What to work on →
Line by line, repeat the material below exactly and skip the images.

========================================================================

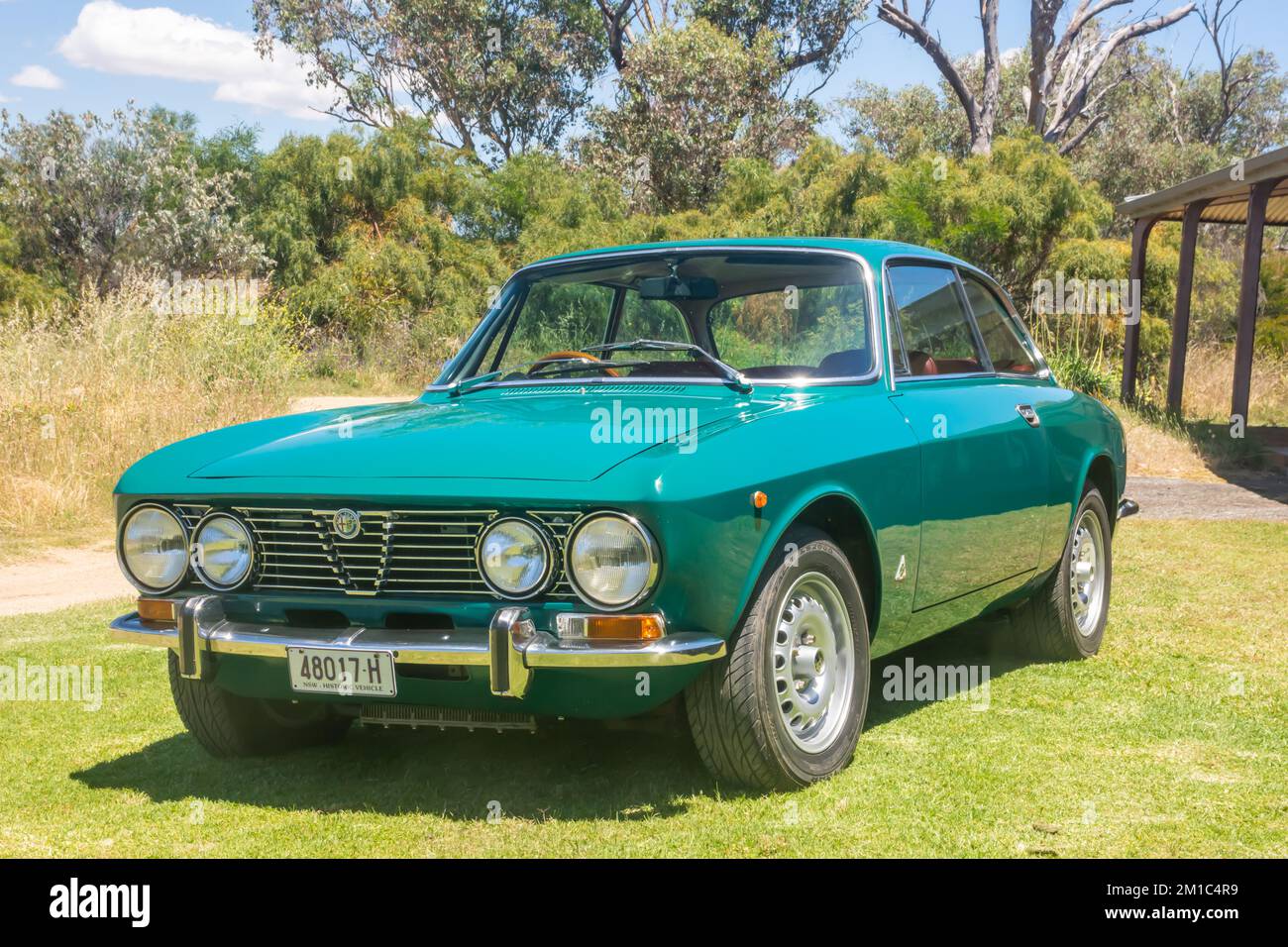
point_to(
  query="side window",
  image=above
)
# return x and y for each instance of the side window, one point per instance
(649, 318)
(936, 333)
(1006, 348)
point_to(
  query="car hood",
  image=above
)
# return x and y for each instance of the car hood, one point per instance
(544, 433)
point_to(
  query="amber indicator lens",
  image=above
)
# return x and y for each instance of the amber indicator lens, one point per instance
(156, 609)
(635, 628)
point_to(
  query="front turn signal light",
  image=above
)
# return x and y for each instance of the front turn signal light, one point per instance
(617, 628)
(156, 609)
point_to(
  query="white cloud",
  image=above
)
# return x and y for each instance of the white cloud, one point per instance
(37, 77)
(163, 43)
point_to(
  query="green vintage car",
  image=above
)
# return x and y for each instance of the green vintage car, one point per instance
(730, 472)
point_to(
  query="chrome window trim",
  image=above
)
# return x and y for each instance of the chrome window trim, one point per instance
(250, 536)
(870, 316)
(120, 549)
(1043, 369)
(655, 552)
(546, 577)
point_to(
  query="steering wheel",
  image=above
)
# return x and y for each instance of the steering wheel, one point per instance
(555, 356)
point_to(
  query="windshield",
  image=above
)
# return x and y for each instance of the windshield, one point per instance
(761, 315)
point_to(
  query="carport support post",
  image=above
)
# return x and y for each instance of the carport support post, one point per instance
(1249, 285)
(1131, 337)
(1181, 315)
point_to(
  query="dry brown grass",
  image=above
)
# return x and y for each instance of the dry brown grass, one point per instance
(85, 393)
(1160, 451)
(1210, 375)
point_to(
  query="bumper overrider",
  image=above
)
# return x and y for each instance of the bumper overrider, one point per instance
(511, 647)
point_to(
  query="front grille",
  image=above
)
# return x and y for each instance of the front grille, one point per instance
(412, 715)
(394, 552)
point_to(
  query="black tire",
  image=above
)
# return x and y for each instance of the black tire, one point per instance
(1044, 625)
(733, 707)
(228, 724)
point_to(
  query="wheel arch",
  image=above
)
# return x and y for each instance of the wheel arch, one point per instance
(841, 517)
(1102, 474)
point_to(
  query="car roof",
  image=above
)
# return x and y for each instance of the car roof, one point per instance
(875, 252)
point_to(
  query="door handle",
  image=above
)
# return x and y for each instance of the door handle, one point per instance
(1029, 415)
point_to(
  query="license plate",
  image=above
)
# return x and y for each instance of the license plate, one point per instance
(343, 672)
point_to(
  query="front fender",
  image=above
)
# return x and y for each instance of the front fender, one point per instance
(715, 545)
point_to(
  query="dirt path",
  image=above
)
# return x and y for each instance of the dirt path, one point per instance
(1261, 496)
(62, 578)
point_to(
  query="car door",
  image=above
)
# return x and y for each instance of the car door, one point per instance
(983, 451)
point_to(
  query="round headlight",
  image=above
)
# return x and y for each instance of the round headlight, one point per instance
(514, 558)
(224, 552)
(154, 548)
(612, 561)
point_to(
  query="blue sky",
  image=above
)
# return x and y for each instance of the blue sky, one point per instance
(196, 55)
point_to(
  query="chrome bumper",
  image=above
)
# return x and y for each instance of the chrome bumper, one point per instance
(511, 648)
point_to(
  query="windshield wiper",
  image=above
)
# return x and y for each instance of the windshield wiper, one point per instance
(559, 365)
(732, 375)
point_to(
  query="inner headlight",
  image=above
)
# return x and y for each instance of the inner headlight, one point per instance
(612, 561)
(154, 549)
(224, 552)
(514, 558)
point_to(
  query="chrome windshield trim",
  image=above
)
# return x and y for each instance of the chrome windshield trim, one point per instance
(870, 316)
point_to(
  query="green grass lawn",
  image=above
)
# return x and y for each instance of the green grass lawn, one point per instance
(1171, 742)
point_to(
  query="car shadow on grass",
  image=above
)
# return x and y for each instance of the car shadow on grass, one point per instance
(567, 771)
(978, 654)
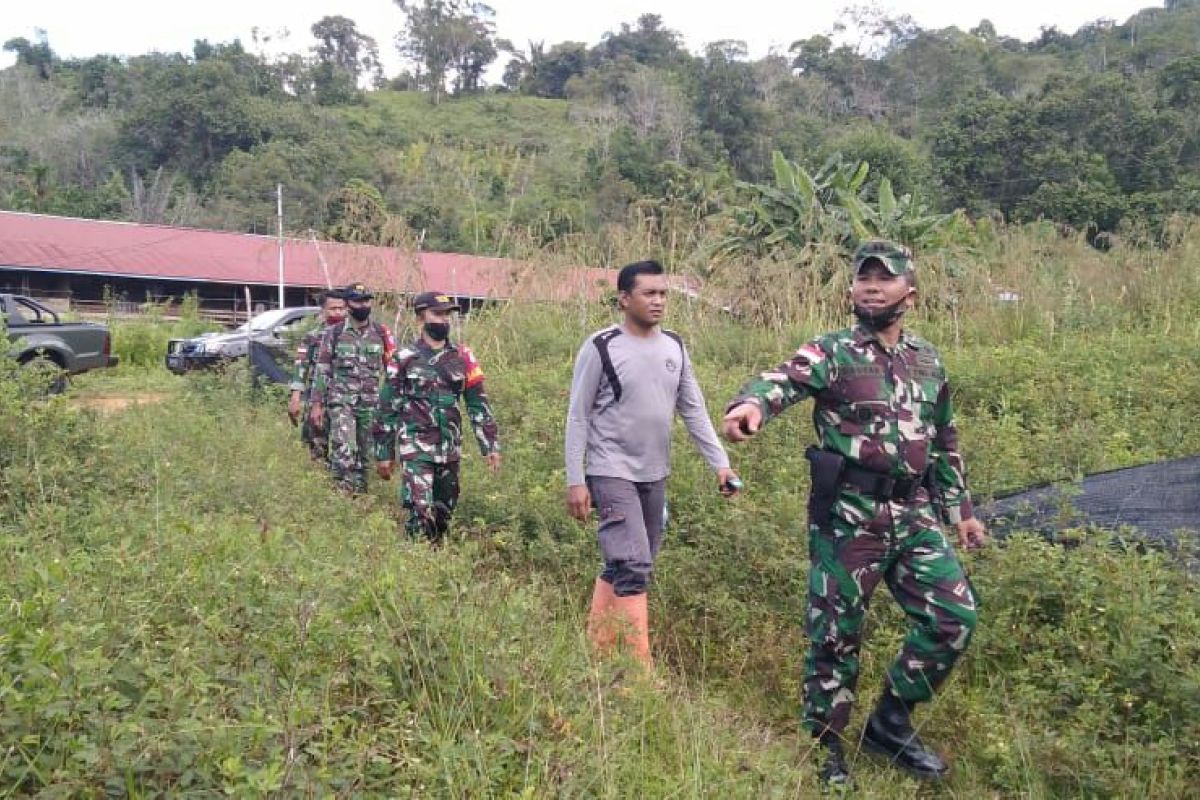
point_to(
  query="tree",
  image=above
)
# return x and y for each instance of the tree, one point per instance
(36, 54)
(727, 102)
(648, 43)
(343, 58)
(448, 40)
(547, 73)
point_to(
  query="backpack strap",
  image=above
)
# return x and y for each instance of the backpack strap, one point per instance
(601, 341)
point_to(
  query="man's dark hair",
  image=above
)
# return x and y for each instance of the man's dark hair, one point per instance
(628, 275)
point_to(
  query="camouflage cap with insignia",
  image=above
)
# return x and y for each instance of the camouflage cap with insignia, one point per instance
(895, 258)
(433, 301)
(358, 293)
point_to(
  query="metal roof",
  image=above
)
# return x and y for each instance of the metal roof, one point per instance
(71, 245)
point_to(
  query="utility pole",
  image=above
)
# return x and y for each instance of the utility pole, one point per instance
(279, 215)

========================================================================

Response to this exercise →
point_to(
  query="side window",
  image=above
)
# return x and y for each instance of the side window, one point per instance
(649, 318)
(936, 333)
(1006, 348)
point_to(
  query="car hood",
  image=above
)
# return x and y for each instance of the car hood, one point per instance
(544, 433)
point_to(
  query="amber indicator lens",
  image=above
)
# return x and y for each instance of the amber indicator lens, one point per instance
(156, 609)
(635, 628)
point_to(
  query="front turn signal light",
  image=above
)
# return x and y for each instance of the front turn signal light, one point per instance
(617, 628)
(156, 609)
point_to(
  query="white cloud",
  image=above
)
# return x and y for each instance of the white cloud, one point per instance
(37, 77)
(163, 43)
point_to(
  query="green vintage car",
  image=above
)
# return x and y for each instance of the green vintage car, one point per instance
(730, 472)
point_to(
  query="chrome window trim",
  image=above
)
# return x and y for each instance of the chrome window trim, one point per instance
(250, 536)
(870, 316)
(120, 549)
(1043, 369)
(655, 552)
(546, 577)
point_to(
  query="steering wheel",
  image=above
)
# return x and y for each instance of the steering wheel, one point per instance
(555, 356)
point_to(
  query="windshield",
  image=above
)
# return x and y for each instance of the windshield, one point per instance
(761, 315)
point_to(
  query="carport support post",
  image=above
)
# return x and y for each instance of the carport support post, one point per instance
(1249, 285)
(1131, 337)
(1181, 315)
point_to(
  query="dry brown grass",
  image=above
)
# return x and y for each instance of the dry brown grass, one point per instance
(85, 393)
(1160, 451)
(1210, 375)
point_to(
  query="bumper overrider",
  image=above
)
# return x and y for each instance of the bumper overrider, one point per instance
(511, 647)
point_to(
  query="front grille",
  image=above
)
# return x and y for each instance of the front grille, one point per instance
(412, 715)
(394, 552)
point_to(
  query="black tire",
  image=above
)
# return x and y for each instance of the black tire, one point per instance
(1044, 625)
(733, 707)
(228, 724)
point_to(
  query="wheel arch",
  image=above
)
# return x and y for each instance of the wheel arch, one point per instance
(841, 517)
(1102, 474)
point_to(
  query="car roof",
  image=above
)
# return x and y for each instance of the car roof, one point per instance
(875, 252)
point_to(
  query="door handle",
  image=above
)
# return x and y for each instance of the door handle, one point per instance
(1029, 415)
point_to(
  query="license plate",
  image=above
)
# return x and y for each instance of the license plate, one point per instance
(343, 672)
point_to(
  query="front fender",
  image=above
)
# return x and y for each instance of the front fender, one point per instance
(715, 545)
point_to(
  query="dirt path",
  image=above
)
# return x and y for each instance of the dirt path, one point per instance
(1261, 496)
(62, 578)
point_to(
  query="car door",
  image=above
)
# return x and y for each instance of the car door, one point per instance
(983, 451)
point_to(
  query="round headlight",
  image=above
)
# return x and y for each instance of the round headlight, one point per instance
(514, 558)
(224, 552)
(154, 548)
(612, 561)
point_to(
  query="blue sky",
  image=above
)
# return x and y for each instance of the blue sky, one point per instance
(196, 55)
point_to(
  query="chrome bumper",
  image=above
)
# return x and y for each instance of the chrome bumper, one point per instance
(511, 648)
point_to(
  query="windshield wiper",
  image=above
)
# return x and y for each instance of the windshield wiper, one point per instance
(559, 365)
(732, 375)
point_to(
  query="inner headlight",
  image=above
)
# return x and y for each instance of the inner headlight, one point per instance
(612, 561)
(154, 549)
(224, 552)
(514, 558)
point_to(
  query="chrome windshield trim",
  image=above
)
# return x and y for each instance of the chrome windshield trim, one point per instance
(870, 316)
point_to(
  query="green grass lawn",
  image=above
)
# return x and y for each instance of the green grass lawn, one point per instance
(1171, 742)
point_to(
  query="car shadow on grass",
  image=above
)
# return x and y for each instance of the car shadow on grass, one point per instance
(567, 771)
(978, 654)
point_to(
  query="tree",
  image=above
)
# return x and y for each instance of the tree, one point per instance
(36, 54)
(727, 102)
(648, 43)
(343, 58)
(448, 40)
(547, 73)
point_to(
  query="backpack strap",
  image=above
)
# return x and y for each instance of the backpack strap, one point per instance
(601, 341)
point_to(
  query="man's dark hair",
  image=above
)
# return x and y for each instance of the man's dark hair, one point per instance
(628, 275)
point_to(
  query="camouflage cap with insignia",
  image=above
)
# return x and y for each instance of the camouflage cap with insignia, one point per instance
(895, 258)
(433, 301)
(358, 293)
point_to(
  query="metal roof",
  image=above
)
# return x and y for each instance of the metal roof, one point per instance
(71, 245)
point_to(
  query="utility pole",
  image=above
)
# return x and y for each instance of the utility pole, one point per instance
(279, 215)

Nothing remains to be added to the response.